(Selected excerpt)
According to Article 87(1) EPC it is a basic requirement for a valid claim to priority that the priority document and the European application (or later granted patent) be in respect of the same invention, in other words that the essential features of the invention claimed in the application or patent be disclosed as a matter of substance in the priority document, see for example T 81/87 (OJ EPO 1990, 250) and T 212/88 (OJ EPO 1992, 28).

The present patent is concerned with a heat transfer sheet for colour image formation. In the use of such a transfer sheet it is placed on an image receiving sheet and heat energy is applied to transfer the dyes from heat transfer sheet to the image receiving sheet. To form a colour image dyes of the three primary colours cyan, magenta and yellow are combined to give intermediates in a manner well-known in principle. The patent is particularly directed to providing a heat transfer sheet of this type which gives excellent colour reproducibility comparable with that obtained by conventional printing techniques.

(Stated problem 1) Rewrite the rows, from the line containing "Every light switch plate—mark it." through the last row, as a JSON list of strings with one string per line and blank lines omitted.
The rows that follow have no connection to the patent excerpt above.

[Data extracted from a collection]

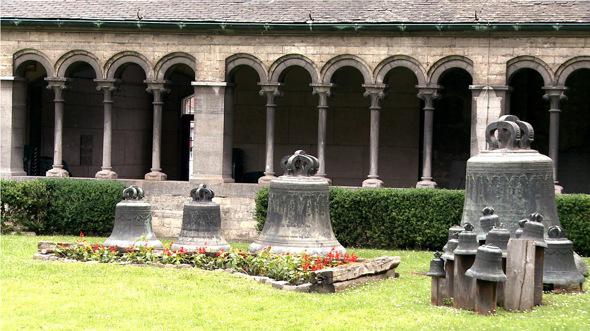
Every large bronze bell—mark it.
[461,115,559,235]
[543,225,584,286]
[249,151,345,255]
[104,185,163,248]
[465,245,506,282]
[426,252,445,278]
[172,184,230,252]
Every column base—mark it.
[144,171,168,181]
[258,175,277,185]
[363,178,383,188]
[416,179,437,188]
[94,169,117,179]
[45,167,70,178]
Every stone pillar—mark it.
[94,79,117,179]
[543,86,567,194]
[258,83,280,184]
[145,81,167,180]
[0,76,27,177]
[416,86,439,188]
[190,82,234,184]
[45,77,70,177]
[363,84,386,187]
[310,84,332,182]
[469,85,510,156]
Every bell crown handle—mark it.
[281,150,320,176]
[191,184,215,202]
[486,115,535,150]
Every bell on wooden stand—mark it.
[543,225,584,290]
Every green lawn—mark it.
[0,236,590,330]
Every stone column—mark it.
[543,86,567,194]
[310,84,332,177]
[45,77,70,177]
[145,81,167,180]
[362,84,386,187]
[190,81,234,184]
[469,85,510,156]
[0,76,27,177]
[94,79,117,179]
[416,86,439,188]
[258,83,280,184]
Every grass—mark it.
[0,236,590,330]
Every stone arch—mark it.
[12,48,55,77]
[555,56,590,86]
[105,51,154,79]
[225,53,268,83]
[269,54,319,84]
[506,55,553,86]
[55,49,103,79]
[374,55,426,85]
[154,52,197,80]
[321,54,373,84]
[428,55,473,84]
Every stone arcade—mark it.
[0,0,590,240]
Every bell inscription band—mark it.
[104,185,163,248]
[249,150,345,255]
[461,115,560,236]
[172,184,230,252]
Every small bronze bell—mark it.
[249,150,345,255]
[453,223,479,255]
[465,245,506,282]
[426,252,445,278]
[519,213,552,248]
[486,224,510,257]
[442,225,465,260]
[104,185,163,248]
[172,184,230,252]
[543,225,584,287]
[477,207,499,242]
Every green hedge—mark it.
[255,187,590,256]
[0,179,124,235]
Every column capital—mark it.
[45,77,68,90]
[543,86,567,113]
[94,79,117,91]
[362,84,387,110]
[258,83,283,97]
[309,83,334,96]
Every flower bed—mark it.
[35,240,399,292]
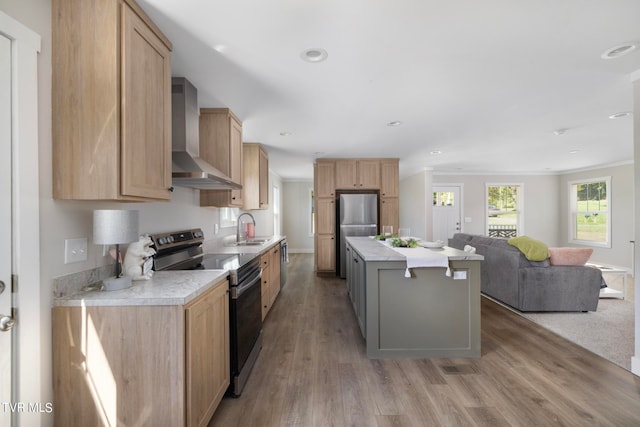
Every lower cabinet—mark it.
[260,243,280,320]
[346,245,367,339]
[52,279,230,426]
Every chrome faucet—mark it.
[236,212,256,243]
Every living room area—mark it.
[400,162,635,370]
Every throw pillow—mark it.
[549,248,593,265]
[508,236,549,261]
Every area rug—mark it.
[519,298,635,371]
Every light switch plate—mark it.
[64,237,87,264]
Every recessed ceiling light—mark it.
[600,43,636,59]
[609,111,633,119]
[300,47,329,62]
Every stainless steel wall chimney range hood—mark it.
[171,77,242,190]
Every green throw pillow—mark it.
[507,236,549,261]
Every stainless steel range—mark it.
[151,228,262,396]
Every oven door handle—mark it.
[231,268,262,299]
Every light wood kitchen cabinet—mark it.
[200,108,244,207]
[269,243,280,306]
[185,280,231,426]
[380,197,400,233]
[51,0,172,201]
[335,159,380,190]
[242,142,269,210]
[315,160,336,198]
[316,234,336,273]
[380,159,400,198]
[260,243,280,320]
[52,279,230,426]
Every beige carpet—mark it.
[519,298,635,371]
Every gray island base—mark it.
[347,237,483,359]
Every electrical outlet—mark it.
[64,237,87,264]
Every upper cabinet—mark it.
[51,0,172,201]
[335,159,380,190]
[200,108,244,207]
[380,159,400,197]
[242,142,269,210]
[315,160,336,197]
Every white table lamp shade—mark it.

(Stated problem 2) Shorten the paragraph of the patent excerpt that begins "The present patent is concerned with" into a brief list of its main facts.

(Expected output 1)
[
  "Every light switch plate—mark it.",
  "[64,237,87,264]",
  "Every recessed ceiling light—mark it.",
  "[600,43,636,59]",
  "[609,111,633,119]",
  "[300,47,329,62]",
  "Every stainless steel wall chimney range hood—mark it.",
  "[171,77,242,190]",
  "Every green throw pillow—mark it.",
  "[507,236,549,261]",
  "Every stainless steel range—mark it.",
  "[151,228,262,396]",
  "Every oven door handle—mark it.",
  "[231,268,262,299]",
  "Every light wood kitchen cabinet—mark it.",
  "[200,108,244,207]",
  "[269,243,280,306]",
  "[185,280,231,426]",
  "[380,197,400,233]",
  "[51,0,172,201]",
  "[335,159,380,190]",
  "[242,142,269,210]",
  "[315,160,336,198]",
  "[316,234,336,273]",
  "[380,159,400,198]",
  "[260,243,280,320]",
  "[52,279,230,426]",
  "Every beige carpet—mark it.",
  "[519,298,635,371]",
  "Every gray island base—mark it.",
  "[347,237,483,359]",
  "Every electrical outlet—mark it.",
  "[64,237,87,264]",
  "Every upper cabinet—mark it.",
  "[51,0,172,201]",
  "[335,159,380,190]",
  "[200,108,244,207]",
  "[380,159,400,197]",
  "[242,142,269,210]",
  "[315,160,336,197]",
  "Every white table lamp shade—mark it."
]

(Expected output 2)
- The patent covers a heat transfer sheet for forming color images.
- The sheet is placed on an image receiving sheet, and heat transfers the dyes onto it.
- Cyan, magenta and yellow dyes are combined to produce intermediate colors.
- The aim is color reproducibility comparable to that of conventional printing.